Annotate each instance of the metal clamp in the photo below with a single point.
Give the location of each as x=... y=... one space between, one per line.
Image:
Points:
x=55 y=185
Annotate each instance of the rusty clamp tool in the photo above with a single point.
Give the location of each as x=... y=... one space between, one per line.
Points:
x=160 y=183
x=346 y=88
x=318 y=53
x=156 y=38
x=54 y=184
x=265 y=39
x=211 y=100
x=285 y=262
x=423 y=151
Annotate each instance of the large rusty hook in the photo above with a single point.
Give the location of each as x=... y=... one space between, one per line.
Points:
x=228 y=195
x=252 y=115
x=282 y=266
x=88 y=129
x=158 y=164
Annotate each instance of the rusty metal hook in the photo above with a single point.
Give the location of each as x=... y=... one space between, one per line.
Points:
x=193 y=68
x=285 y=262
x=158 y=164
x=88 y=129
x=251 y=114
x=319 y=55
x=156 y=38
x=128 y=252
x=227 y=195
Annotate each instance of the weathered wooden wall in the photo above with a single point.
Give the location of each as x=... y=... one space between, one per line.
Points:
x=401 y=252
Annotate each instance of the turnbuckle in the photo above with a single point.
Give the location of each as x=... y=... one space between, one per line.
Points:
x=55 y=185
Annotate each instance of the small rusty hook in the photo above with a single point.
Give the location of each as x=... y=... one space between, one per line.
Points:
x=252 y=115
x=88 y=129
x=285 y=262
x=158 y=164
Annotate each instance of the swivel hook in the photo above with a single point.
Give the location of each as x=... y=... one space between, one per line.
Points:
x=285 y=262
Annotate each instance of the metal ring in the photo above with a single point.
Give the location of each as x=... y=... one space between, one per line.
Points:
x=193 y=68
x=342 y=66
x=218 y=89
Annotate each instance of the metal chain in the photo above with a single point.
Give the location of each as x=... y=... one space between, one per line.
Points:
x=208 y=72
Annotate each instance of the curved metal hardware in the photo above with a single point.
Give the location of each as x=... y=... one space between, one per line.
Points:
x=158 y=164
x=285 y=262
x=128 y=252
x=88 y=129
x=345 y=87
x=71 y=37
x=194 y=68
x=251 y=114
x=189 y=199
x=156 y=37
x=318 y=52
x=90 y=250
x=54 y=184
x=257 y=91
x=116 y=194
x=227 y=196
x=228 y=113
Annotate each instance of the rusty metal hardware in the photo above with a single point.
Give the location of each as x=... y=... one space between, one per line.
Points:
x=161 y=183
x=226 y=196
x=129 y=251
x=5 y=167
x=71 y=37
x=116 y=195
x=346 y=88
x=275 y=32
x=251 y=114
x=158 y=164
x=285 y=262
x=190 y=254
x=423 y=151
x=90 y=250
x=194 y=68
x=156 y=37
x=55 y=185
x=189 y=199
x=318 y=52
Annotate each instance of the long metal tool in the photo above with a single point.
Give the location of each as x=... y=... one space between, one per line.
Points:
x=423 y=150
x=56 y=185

● **The request**
Copy out the entire listing above, swapping each occurrence of "Annotate" for "Mark" and keeping every other character the same.

● **Result below**
Mark each instance of the metal clamp in the photo below with a single point.
Give the location of each as x=... y=... one space between, one per line.
Image:
Points:
x=55 y=185
Mark each instance of the rusty clamp tool in the photo above with a single point.
Give the location of each as x=... y=... one space between, one per line.
Points:
x=160 y=183
x=346 y=88
x=318 y=53
x=156 y=38
x=54 y=184
x=265 y=39
x=211 y=100
x=285 y=262
x=423 y=151
Mark each instance of the large rusty hook in the photo above with a single point.
Give the location of each as x=... y=... one space between, one per line.
Points:
x=228 y=195
x=252 y=115
x=282 y=266
x=88 y=129
x=158 y=164
Mark each instance of the rusty metal hook in the photo above with a single point.
Give the location of each as x=... y=... one space between, one per line.
Points:
x=193 y=68
x=285 y=262
x=158 y=164
x=88 y=129
x=251 y=114
x=319 y=55
x=156 y=38
x=128 y=252
x=227 y=195
Mark each instance of the weathered wooden wall in the photo above with a single point.
Give the location of each as x=... y=... one space between, one per line.
Points:
x=401 y=252
Mark each instance of the turnbuckle in the photo above with a single point.
Give the location of each as x=... y=... one space between, one per line.
Points:
x=55 y=185
Mark each instance of the small rusty hook in the photo above with a single point.
Give the location of each as x=... y=... one space between, one per line.
Points:
x=252 y=115
x=88 y=129
x=285 y=262
x=158 y=164
Mark each instance of the swivel hook in the photo above with a single point.
Give the location of each as x=... y=... one space between, one per line.
Points:
x=285 y=262
Mark each instance of the metal ring in the photo above with a single point.
Give the location of each as x=... y=... one space between, one per line.
Points:
x=193 y=68
x=342 y=66
x=218 y=89
Mark each instance of the metal chain in the photo above with a single point.
Give the location of each as x=... y=... one space between, one per line.
Points:
x=208 y=72
Mark each instance of the curved metal hardware in the photo above with a single point.
Give the location of each as x=... y=... one space between, one per line.
Points:
x=158 y=164
x=285 y=262
x=128 y=252
x=88 y=129
x=345 y=87
x=71 y=37
x=194 y=68
x=251 y=114
x=189 y=199
x=156 y=37
x=318 y=52
x=90 y=250
x=54 y=184
x=257 y=91
x=116 y=194
x=227 y=196
x=228 y=113
Mark each instance of the rusty metal hardware in the photo above with a single point.
Give the location of each as x=... y=... one space between, one per line.
Points:
x=161 y=183
x=226 y=196
x=129 y=251
x=5 y=167
x=71 y=37
x=116 y=195
x=346 y=88
x=275 y=32
x=251 y=114
x=158 y=164
x=285 y=262
x=190 y=254
x=423 y=151
x=90 y=250
x=194 y=68
x=156 y=37
x=55 y=185
x=189 y=199
x=318 y=52
Mark each instance of the long metal tool in the photo above with a single point.
Give the location of each as x=... y=... one space between, one per line.
Points:
x=423 y=150
x=56 y=185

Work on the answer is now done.